Records provided:
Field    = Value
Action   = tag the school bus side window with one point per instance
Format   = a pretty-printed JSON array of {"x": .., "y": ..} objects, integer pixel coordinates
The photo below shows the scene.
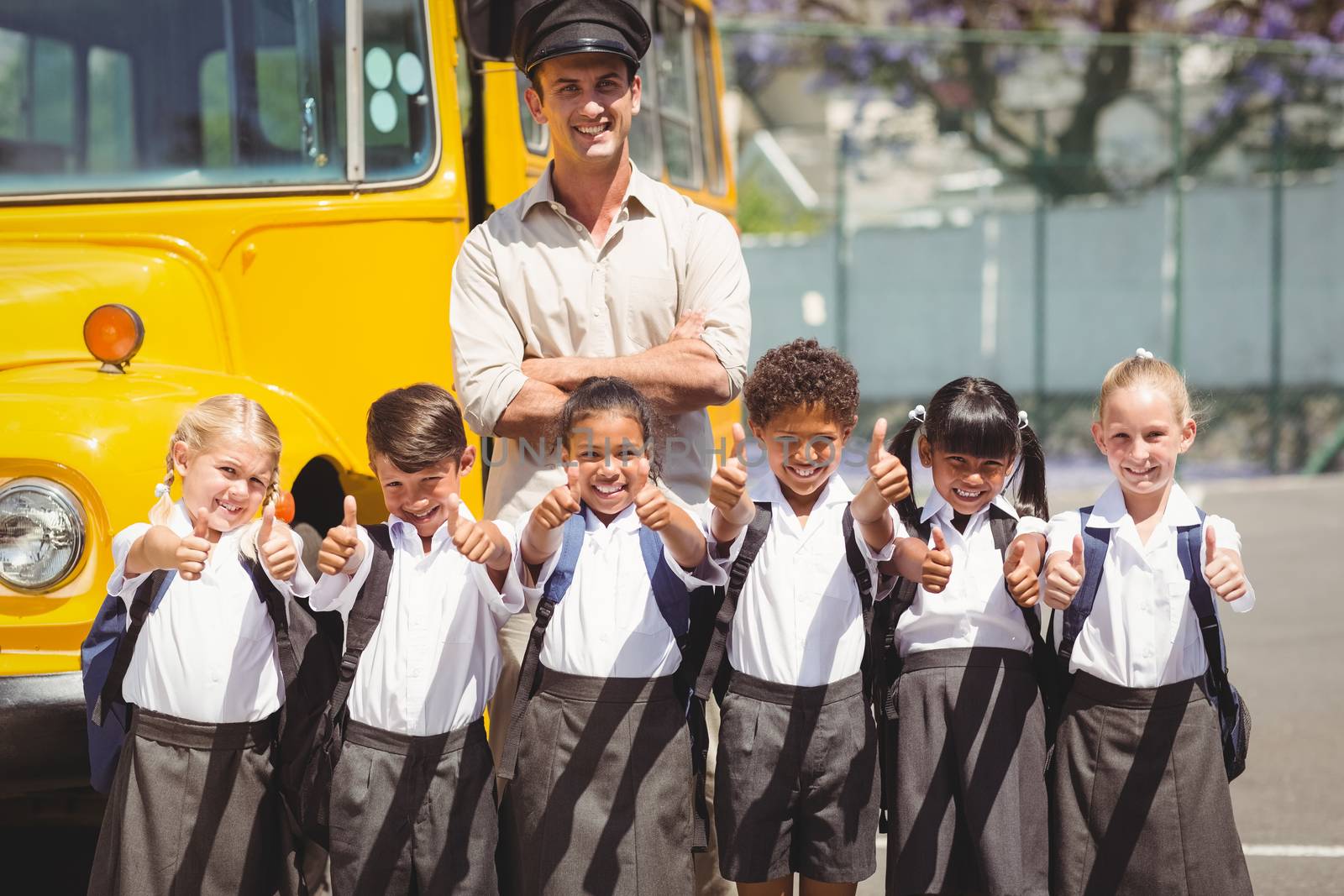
[{"x": 678, "y": 97}]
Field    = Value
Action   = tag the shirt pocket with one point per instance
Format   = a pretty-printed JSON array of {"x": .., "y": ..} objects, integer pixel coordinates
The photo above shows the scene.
[{"x": 651, "y": 304}]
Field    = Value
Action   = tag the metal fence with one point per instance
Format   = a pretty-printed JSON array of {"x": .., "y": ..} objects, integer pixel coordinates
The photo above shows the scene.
[{"x": 1032, "y": 207}]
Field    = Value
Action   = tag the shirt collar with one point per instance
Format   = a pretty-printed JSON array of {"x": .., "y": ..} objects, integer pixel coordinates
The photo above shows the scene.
[
  {"x": 543, "y": 191},
  {"x": 1109, "y": 511},
  {"x": 938, "y": 506}
]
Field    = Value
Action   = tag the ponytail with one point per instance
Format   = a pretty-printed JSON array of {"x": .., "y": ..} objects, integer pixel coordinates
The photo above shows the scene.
[
  {"x": 1032, "y": 486},
  {"x": 902, "y": 446}
]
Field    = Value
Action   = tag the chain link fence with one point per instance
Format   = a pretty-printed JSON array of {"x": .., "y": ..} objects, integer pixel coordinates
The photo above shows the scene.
[{"x": 1032, "y": 207}]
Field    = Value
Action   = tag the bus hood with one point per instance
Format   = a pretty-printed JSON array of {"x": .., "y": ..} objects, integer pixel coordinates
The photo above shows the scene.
[{"x": 50, "y": 288}]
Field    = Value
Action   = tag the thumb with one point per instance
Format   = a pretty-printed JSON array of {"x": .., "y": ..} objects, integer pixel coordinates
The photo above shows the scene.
[
  {"x": 739, "y": 437},
  {"x": 877, "y": 443},
  {"x": 268, "y": 520},
  {"x": 638, "y": 477}
]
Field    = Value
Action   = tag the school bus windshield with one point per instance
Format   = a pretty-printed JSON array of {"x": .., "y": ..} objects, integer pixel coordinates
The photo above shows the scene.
[{"x": 102, "y": 96}]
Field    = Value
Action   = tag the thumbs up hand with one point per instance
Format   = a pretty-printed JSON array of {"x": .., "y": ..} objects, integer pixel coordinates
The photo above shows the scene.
[
  {"x": 651, "y": 506},
  {"x": 342, "y": 543},
  {"x": 1065, "y": 575},
  {"x": 1021, "y": 570},
  {"x": 729, "y": 485},
  {"x": 559, "y": 503},
  {"x": 194, "y": 550},
  {"x": 470, "y": 537},
  {"x": 1223, "y": 569},
  {"x": 937, "y": 566},
  {"x": 886, "y": 469},
  {"x": 276, "y": 547}
]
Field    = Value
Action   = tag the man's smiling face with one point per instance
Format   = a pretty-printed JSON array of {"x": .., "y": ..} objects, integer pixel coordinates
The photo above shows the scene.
[{"x": 588, "y": 100}]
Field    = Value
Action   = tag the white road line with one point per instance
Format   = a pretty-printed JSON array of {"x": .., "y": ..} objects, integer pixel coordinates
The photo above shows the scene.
[
  {"x": 1294, "y": 851},
  {"x": 1263, "y": 851}
]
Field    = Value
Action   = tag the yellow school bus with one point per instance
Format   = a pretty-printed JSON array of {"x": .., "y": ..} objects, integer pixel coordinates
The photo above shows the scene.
[{"x": 192, "y": 170}]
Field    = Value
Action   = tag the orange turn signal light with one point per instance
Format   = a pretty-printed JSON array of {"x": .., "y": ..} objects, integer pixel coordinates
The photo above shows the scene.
[{"x": 113, "y": 333}]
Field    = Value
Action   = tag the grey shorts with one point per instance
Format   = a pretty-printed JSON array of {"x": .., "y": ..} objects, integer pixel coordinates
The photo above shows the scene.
[{"x": 797, "y": 782}]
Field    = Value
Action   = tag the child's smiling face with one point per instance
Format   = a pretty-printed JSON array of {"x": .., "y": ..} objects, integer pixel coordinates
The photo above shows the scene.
[
  {"x": 965, "y": 481},
  {"x": 1142, "y": 437},
  {"x": 228, "y": 479},
  {"x": 803, "y": 446},
  {"x": 421, "y": 497},
  {"x": 606, "y": 449}
]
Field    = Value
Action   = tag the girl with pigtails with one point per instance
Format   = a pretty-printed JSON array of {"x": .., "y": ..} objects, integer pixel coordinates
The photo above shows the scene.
[
  {"x": 965, "y": 721},
  {"x": 192, "y": 806}
]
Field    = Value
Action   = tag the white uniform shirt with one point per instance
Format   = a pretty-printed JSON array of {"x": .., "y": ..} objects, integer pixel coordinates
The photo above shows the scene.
[
  {"x": 799, "y": 618},
  {"x": 974, "y": 609},
  {"x": 1142, "y": 631},
  {"x": 433, "y": 660},
  {"x": 207, "y": 652},
  {"x": 608, "y": 625}
]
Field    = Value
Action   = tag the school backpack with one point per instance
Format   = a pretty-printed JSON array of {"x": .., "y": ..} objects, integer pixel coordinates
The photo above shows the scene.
[
  {"x": 1234, "y": 719},
  {"x": 319, "y": 673},
  {"x": 683, "y": 611},
  {"x": 104, "y": 658}
]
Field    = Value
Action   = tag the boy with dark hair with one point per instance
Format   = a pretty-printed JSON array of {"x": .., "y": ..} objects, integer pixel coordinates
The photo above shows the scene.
[
  {"x": 413, "y": 795},
  {"x": 797, "y": 778}
]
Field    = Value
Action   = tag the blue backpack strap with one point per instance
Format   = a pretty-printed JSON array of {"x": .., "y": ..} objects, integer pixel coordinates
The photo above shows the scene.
[
  {"x": 528, "y": 676},
  {"x": 1095, "y": 540},
  {"x": 669, "y": 590}
]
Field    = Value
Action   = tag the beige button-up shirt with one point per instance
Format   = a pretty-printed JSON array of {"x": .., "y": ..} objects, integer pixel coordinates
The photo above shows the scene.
[{"x": 530, "y": 282}]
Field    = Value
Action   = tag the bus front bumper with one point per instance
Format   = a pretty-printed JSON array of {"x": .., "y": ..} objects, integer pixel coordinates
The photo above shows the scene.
[{"x": 44, "y": 741}]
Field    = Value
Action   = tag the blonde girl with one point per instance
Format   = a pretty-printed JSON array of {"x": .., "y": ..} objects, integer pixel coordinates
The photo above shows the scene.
[
  {"x": 192, "y": 808},
  {"x": 1137, "y": 783}
]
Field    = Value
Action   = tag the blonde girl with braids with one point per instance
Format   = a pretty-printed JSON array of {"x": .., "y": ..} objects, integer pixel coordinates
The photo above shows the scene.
[
  {"x": 192, "y": 808},
  {"x": 1139, "y": 797}
]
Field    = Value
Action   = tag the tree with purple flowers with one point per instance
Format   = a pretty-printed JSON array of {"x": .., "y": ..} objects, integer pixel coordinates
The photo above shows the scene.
[{"x": 1261, "y": 58}]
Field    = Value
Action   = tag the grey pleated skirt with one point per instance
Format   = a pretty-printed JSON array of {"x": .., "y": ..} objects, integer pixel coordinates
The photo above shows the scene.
[
  {"x": 1139, "y": 794},
  {"x": 967, "y": 775},
  {"x": 414, "y": 815},
  {"x": 797, "y": 782},
  {"x": 192, "y": 810},
  {"x": 602, "y": 799}
]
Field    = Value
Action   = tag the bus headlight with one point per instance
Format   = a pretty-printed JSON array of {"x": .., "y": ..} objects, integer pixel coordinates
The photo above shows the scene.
[{"x": 42, "y": 533}]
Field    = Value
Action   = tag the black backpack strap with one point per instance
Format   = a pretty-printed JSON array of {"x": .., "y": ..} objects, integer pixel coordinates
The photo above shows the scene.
[
  {"x": 528, "y": 674},
  {"x": 1095, "y": 542},
  {"x": 752, "y": 542},
  {"x": 127, "y": 649},
  {"x": 365, "y": 616}
]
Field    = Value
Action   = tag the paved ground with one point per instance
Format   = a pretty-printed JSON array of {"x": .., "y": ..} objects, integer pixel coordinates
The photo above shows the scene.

What to do:
How many lines of the data above contain the word "grey"? Give only the number.

Solution for this problem:
2